## Records for the task
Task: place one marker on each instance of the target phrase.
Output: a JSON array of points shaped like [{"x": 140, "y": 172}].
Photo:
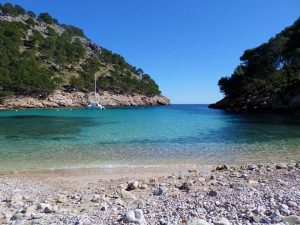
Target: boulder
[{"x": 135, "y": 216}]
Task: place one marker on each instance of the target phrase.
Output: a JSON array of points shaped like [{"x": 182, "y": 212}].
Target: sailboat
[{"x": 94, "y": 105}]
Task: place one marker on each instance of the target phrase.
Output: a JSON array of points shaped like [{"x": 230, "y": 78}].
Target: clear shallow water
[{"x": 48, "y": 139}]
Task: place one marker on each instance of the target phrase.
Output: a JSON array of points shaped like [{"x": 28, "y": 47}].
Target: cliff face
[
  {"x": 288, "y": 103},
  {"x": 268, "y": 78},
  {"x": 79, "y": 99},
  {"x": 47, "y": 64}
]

--

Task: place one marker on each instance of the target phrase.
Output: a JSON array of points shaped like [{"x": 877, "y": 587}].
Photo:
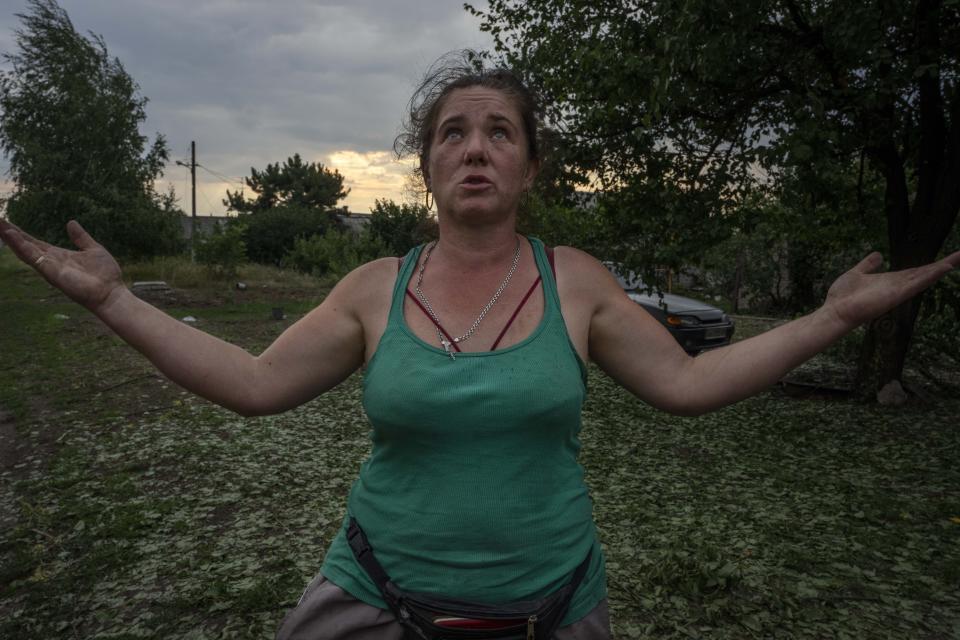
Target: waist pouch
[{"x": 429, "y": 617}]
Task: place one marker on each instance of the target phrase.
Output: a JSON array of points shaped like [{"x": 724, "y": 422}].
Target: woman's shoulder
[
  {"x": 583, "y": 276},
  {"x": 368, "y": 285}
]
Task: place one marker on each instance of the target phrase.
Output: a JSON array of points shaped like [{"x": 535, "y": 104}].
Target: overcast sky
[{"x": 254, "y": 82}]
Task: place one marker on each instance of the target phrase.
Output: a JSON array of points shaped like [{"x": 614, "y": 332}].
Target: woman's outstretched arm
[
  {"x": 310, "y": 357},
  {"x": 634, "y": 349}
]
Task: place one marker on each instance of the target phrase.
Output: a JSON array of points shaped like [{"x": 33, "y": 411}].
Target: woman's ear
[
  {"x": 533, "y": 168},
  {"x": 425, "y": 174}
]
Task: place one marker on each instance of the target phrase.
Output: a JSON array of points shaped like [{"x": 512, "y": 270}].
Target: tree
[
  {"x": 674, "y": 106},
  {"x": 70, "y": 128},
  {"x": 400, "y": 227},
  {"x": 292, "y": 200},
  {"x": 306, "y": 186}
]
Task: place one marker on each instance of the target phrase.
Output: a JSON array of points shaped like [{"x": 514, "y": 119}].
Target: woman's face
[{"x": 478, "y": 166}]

...

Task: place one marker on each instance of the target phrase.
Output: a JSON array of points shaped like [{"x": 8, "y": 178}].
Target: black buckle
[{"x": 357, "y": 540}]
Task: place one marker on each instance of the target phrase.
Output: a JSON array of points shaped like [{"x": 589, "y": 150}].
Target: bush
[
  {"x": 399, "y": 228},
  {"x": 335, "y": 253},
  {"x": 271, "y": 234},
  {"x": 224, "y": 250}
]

## Given instruction
Pull out every line of the records above that contains the word "woman", and list each such line on its own.

## Problem solution
Target: woman's shoulder
Target: woman's outstretched arm
Target: woman's ear
Target: woman's face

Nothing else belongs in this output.